─── Text ───

Customize training

In this section, we will see how to customize the model training.

Metrics¶

Built-in metrics¶

We can add metrics to be computed at each epochs during the training. First we define a list of metrics to be computed. In the following example, we will define precision and recall metrics for each class (i.e. from 0 to 5).

# We define a set of built-in metrics to be computed for each epochs
metrics = [
    cls(class_id=class_id)
    for class_id in range(class_nb)
    for cls in [keras.metrics.Precision, keras.metrics.Recall]
]

We then pass the metrics list to the metrics argument of compile(...), in the form of a dict where the key is the output for which to compute the metrics:

model.compile(
    loss={tgt_key: keras.losses.CategoricalCrossentropy()},
    optimizer=keras.optimizers.Adam(params.learning_rate),
    metrics={tgt_key: metrics},  # compute the metrics for `tgt_key`
)

───

■ **Given task A**: According to the text on customizing training, which two built-in metrics are defined for each class?
The records are unrelated to the text above them.

─── Entries supplied ───

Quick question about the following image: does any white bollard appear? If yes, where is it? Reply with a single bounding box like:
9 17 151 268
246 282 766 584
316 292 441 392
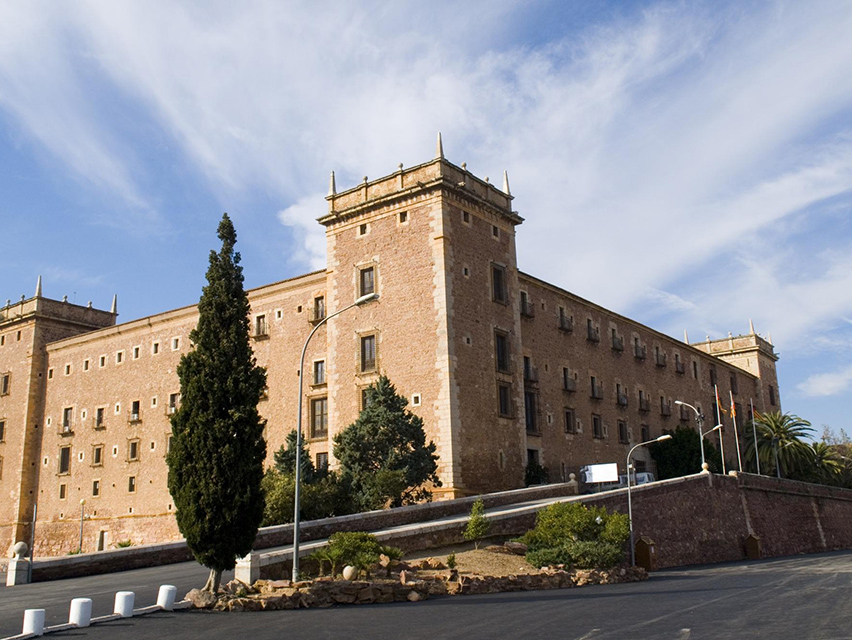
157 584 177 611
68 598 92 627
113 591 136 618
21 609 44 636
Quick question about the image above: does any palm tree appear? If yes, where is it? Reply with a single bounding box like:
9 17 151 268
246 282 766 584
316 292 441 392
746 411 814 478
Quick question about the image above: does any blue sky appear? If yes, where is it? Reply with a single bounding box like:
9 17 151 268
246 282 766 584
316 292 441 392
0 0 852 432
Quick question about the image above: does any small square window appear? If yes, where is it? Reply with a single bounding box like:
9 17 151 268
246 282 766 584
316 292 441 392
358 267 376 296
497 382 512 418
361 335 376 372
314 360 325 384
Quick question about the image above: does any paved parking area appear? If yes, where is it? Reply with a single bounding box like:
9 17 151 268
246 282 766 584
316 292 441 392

───
─── Entries supplied ───

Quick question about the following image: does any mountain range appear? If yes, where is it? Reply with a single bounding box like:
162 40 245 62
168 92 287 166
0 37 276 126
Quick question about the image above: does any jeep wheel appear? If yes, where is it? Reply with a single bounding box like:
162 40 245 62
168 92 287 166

───

■ **Given task B**: Pick out every line of the records that contains the word "following".

■ **Full output A**: Precision and recall.

■ **Full output B**:
Quick question about the following image: does any white bollard appear? If yes, where is it? Reply with a single bounding box like:
Quick question about the following image: does any mountain range appear? If yes, where is it? Reply with a single bounding box like:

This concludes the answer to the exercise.